Which lines of the rows below contain the word "flower"? Pull out each one, matching case.

◆ Records to use
┄┄┄┄┄┄┄┄┄┄

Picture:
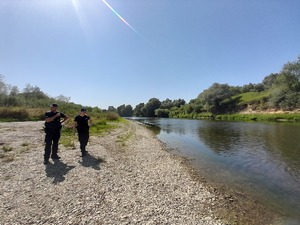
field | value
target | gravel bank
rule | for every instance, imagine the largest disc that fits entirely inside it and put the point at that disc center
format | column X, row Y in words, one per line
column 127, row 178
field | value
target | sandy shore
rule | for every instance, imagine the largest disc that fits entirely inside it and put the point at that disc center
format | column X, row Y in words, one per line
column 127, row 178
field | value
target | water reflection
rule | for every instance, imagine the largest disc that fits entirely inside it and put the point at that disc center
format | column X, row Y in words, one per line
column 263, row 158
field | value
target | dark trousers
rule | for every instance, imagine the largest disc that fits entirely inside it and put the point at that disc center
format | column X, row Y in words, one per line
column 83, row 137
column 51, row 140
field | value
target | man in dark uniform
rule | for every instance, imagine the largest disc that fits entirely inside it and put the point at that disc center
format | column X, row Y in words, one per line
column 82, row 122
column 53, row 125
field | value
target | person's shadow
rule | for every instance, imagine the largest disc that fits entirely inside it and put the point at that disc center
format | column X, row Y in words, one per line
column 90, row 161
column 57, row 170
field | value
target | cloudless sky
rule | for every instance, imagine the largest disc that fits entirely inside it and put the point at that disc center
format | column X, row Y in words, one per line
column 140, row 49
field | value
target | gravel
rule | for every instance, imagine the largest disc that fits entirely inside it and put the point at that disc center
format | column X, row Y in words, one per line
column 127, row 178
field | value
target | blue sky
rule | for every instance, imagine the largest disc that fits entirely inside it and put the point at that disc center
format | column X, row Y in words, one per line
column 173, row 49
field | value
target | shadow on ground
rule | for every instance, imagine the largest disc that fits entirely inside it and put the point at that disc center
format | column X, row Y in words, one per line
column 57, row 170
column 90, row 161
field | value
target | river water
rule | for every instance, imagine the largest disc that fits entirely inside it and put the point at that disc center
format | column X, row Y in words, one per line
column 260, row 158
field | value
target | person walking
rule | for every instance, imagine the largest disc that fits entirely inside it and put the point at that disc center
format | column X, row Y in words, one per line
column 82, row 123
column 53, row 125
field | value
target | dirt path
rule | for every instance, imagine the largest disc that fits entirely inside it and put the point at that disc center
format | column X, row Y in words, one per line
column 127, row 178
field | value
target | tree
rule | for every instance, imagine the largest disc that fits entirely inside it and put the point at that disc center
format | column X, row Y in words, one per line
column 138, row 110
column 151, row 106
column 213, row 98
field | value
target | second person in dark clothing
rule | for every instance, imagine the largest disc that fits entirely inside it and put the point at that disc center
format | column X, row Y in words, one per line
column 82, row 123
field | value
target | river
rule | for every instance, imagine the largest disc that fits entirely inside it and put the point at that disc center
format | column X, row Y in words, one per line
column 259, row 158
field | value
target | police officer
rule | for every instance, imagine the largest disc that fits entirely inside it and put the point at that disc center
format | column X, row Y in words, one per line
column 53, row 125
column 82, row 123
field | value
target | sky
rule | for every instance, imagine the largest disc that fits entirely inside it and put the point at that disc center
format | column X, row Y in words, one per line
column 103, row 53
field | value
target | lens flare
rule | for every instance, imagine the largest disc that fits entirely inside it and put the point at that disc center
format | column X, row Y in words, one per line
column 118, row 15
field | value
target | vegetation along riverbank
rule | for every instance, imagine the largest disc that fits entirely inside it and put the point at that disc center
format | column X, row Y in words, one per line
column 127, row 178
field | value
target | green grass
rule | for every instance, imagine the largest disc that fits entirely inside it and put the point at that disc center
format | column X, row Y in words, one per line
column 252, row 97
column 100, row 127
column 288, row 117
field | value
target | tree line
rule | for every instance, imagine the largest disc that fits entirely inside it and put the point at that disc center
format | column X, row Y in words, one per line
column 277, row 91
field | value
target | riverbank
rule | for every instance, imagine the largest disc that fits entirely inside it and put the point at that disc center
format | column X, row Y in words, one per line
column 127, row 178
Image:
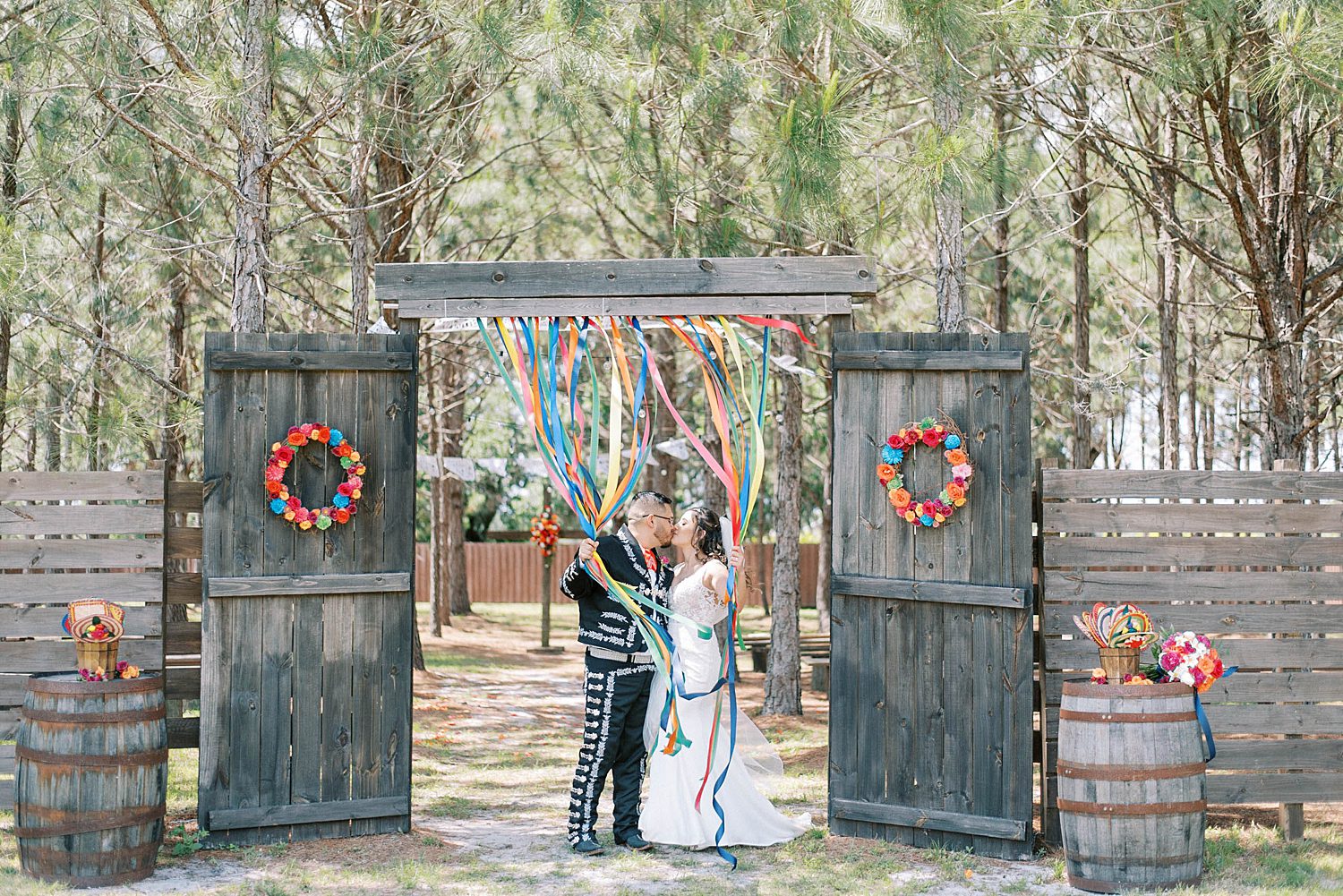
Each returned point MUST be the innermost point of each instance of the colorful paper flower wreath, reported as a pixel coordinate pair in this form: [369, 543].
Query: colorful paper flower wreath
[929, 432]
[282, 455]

┄┄┄┄┄┄┄┄┄┄

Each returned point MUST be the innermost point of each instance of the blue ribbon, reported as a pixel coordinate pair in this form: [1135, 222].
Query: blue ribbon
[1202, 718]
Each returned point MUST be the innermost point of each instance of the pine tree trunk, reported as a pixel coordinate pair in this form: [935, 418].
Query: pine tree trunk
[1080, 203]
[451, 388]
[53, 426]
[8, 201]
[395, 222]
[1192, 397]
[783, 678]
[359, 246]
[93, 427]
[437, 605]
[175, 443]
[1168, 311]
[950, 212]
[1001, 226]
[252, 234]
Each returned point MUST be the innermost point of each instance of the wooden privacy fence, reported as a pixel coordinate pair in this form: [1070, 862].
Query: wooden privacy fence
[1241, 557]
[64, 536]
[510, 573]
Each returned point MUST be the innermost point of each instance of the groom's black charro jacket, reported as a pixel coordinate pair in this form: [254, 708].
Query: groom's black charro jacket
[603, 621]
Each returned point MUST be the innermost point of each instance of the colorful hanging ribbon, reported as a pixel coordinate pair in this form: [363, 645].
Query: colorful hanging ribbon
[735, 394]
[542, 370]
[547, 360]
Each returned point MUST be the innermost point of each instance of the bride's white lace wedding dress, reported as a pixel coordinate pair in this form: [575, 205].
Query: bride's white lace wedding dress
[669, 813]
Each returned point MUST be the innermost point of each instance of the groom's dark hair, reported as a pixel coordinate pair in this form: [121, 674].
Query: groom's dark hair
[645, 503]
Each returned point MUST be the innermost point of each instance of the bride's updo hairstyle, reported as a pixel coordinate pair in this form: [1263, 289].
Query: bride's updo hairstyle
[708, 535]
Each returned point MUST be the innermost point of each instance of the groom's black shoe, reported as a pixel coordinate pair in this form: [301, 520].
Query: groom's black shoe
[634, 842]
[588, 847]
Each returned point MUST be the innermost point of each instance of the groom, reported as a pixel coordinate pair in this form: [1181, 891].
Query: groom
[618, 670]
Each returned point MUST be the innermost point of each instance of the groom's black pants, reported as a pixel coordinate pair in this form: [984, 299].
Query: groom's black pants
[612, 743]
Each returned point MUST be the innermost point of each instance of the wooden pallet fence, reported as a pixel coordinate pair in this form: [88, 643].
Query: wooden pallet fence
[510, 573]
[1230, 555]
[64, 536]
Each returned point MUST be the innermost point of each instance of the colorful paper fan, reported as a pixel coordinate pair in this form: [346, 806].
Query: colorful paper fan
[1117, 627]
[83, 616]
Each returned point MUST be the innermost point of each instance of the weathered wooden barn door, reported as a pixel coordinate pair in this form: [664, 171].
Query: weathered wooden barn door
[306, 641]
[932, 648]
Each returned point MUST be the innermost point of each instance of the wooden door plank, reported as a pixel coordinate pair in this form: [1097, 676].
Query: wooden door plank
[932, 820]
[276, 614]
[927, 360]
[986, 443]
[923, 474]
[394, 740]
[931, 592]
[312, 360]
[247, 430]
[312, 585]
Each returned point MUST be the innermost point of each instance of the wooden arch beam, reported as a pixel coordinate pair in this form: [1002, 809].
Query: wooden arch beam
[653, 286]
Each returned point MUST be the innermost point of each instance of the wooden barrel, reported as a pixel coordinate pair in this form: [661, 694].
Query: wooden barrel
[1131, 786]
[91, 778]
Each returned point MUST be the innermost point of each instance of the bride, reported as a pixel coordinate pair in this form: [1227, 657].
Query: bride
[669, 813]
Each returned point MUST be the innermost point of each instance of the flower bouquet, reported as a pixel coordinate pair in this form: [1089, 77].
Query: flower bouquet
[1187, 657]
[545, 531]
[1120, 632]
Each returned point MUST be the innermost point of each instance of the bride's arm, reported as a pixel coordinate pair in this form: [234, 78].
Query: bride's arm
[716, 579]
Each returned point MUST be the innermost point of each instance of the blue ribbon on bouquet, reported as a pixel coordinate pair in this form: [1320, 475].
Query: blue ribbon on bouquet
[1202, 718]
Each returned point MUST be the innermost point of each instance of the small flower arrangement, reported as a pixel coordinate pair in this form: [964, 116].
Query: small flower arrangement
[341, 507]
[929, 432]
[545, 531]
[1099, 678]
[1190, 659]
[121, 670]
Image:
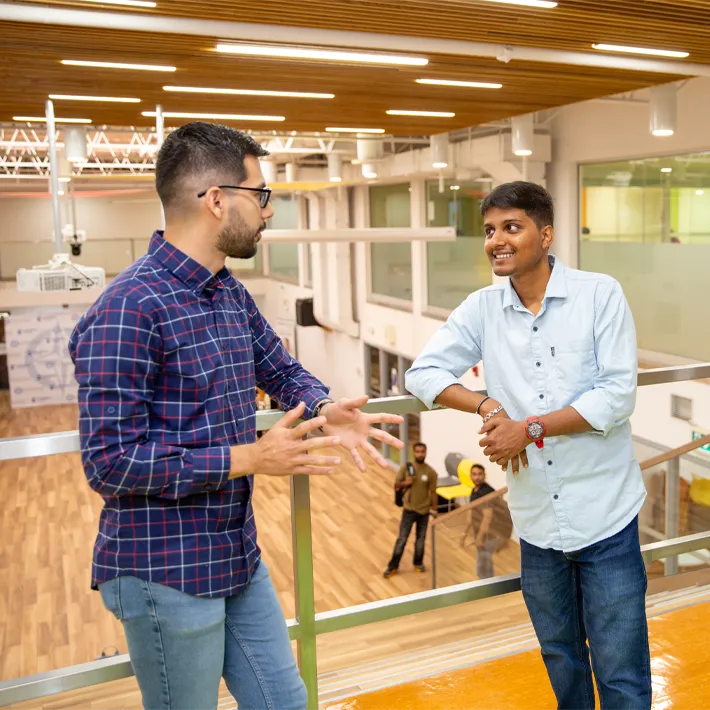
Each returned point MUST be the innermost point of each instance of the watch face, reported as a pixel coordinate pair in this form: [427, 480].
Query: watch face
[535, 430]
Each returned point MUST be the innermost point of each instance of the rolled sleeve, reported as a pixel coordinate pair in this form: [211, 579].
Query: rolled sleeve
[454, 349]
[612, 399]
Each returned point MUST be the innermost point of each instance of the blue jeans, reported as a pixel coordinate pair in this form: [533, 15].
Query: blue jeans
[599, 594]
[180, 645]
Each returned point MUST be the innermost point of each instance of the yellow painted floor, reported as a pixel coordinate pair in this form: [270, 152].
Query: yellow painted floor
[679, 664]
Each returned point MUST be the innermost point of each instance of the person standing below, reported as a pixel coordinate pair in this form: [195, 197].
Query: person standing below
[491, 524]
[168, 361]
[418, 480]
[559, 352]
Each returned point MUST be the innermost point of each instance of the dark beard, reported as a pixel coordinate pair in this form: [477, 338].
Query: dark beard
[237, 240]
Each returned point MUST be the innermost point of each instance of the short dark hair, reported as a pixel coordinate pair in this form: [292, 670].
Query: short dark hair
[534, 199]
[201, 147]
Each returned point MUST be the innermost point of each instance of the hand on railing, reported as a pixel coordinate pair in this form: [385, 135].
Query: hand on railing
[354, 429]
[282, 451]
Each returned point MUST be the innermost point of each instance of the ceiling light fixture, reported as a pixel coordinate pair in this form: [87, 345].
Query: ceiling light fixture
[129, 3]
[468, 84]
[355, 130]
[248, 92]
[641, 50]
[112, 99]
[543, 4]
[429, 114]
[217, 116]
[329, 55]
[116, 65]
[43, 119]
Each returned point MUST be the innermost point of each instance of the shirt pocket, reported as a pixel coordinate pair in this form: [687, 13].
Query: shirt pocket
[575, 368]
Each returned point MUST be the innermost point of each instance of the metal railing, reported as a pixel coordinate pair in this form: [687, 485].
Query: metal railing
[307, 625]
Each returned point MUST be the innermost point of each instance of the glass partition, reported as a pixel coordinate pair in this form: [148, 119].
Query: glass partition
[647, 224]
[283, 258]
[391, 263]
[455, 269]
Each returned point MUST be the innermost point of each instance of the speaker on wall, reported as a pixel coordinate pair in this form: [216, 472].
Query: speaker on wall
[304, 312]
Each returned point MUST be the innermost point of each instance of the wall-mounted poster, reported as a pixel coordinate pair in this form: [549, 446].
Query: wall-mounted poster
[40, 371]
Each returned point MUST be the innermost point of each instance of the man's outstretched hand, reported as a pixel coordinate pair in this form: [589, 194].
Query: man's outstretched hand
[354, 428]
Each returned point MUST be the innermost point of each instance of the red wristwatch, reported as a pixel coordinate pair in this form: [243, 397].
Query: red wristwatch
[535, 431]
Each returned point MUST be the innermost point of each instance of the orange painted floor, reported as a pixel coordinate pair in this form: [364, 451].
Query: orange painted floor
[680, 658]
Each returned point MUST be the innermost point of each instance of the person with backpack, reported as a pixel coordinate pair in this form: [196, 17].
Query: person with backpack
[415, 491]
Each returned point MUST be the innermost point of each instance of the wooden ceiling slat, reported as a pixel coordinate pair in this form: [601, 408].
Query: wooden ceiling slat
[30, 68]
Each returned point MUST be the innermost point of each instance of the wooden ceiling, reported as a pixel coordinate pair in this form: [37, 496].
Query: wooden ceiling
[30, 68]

┄┄┄┄┄┄┄┄┄┄

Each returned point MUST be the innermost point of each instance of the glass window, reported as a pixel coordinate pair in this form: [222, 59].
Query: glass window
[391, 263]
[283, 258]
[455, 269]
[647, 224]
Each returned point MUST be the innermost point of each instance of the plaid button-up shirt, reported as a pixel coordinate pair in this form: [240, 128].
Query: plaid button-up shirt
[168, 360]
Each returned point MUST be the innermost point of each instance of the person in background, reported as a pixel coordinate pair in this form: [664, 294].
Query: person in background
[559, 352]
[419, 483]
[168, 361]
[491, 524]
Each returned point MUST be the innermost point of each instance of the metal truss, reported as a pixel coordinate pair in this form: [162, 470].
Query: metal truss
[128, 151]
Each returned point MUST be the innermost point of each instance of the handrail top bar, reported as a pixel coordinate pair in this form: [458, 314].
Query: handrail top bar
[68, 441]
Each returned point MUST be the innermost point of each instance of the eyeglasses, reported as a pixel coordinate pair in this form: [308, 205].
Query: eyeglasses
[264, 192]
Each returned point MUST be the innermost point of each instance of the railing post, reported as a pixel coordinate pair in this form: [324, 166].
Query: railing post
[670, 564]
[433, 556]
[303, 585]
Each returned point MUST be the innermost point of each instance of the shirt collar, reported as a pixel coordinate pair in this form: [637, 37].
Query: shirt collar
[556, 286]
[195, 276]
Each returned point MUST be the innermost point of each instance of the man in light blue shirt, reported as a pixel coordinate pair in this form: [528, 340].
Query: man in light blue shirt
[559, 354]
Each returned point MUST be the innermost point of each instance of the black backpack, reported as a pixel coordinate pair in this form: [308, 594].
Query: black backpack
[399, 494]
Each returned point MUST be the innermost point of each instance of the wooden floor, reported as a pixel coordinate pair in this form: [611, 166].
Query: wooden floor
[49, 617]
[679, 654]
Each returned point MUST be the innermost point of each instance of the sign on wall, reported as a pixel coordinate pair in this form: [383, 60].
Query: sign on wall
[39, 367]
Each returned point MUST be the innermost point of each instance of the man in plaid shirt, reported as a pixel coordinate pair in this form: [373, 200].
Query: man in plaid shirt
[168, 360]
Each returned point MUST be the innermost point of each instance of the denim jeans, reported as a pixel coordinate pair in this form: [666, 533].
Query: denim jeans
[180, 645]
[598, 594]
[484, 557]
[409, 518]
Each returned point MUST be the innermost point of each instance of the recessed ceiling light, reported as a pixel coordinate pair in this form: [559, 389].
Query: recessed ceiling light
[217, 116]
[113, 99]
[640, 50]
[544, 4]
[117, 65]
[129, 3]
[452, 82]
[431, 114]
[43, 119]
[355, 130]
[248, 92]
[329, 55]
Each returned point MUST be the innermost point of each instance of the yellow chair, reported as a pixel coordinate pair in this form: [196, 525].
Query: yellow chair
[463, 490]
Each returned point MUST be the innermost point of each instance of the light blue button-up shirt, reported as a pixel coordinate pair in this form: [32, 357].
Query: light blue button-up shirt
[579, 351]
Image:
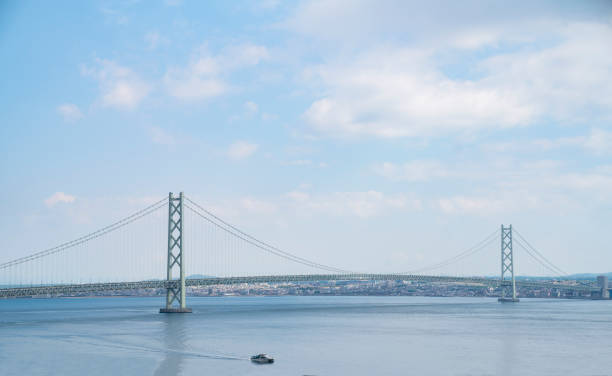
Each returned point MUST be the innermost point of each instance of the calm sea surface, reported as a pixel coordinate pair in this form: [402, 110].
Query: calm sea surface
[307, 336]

┄┄┄┄┄┄┄┄┄┄

◆ Completed exercise
Each returned point MUST be the innermost point of each instance of the colorful paper flower wreath, reported as a pixel coordinate pair in this form: [369, 543].
Query: colorful paper flower wreath
Each returned point MUST be the innermost point of each instance of the flower bouquet, reported as a pixel coordinate pair in this form: [1089, 77].
Query: flower bouquet
Each returned point MUST be the innermost point of each instance of the small flower arrangement, reported as a pixel coordinate pair in this form: [964, 116].
Query: small flower arrangement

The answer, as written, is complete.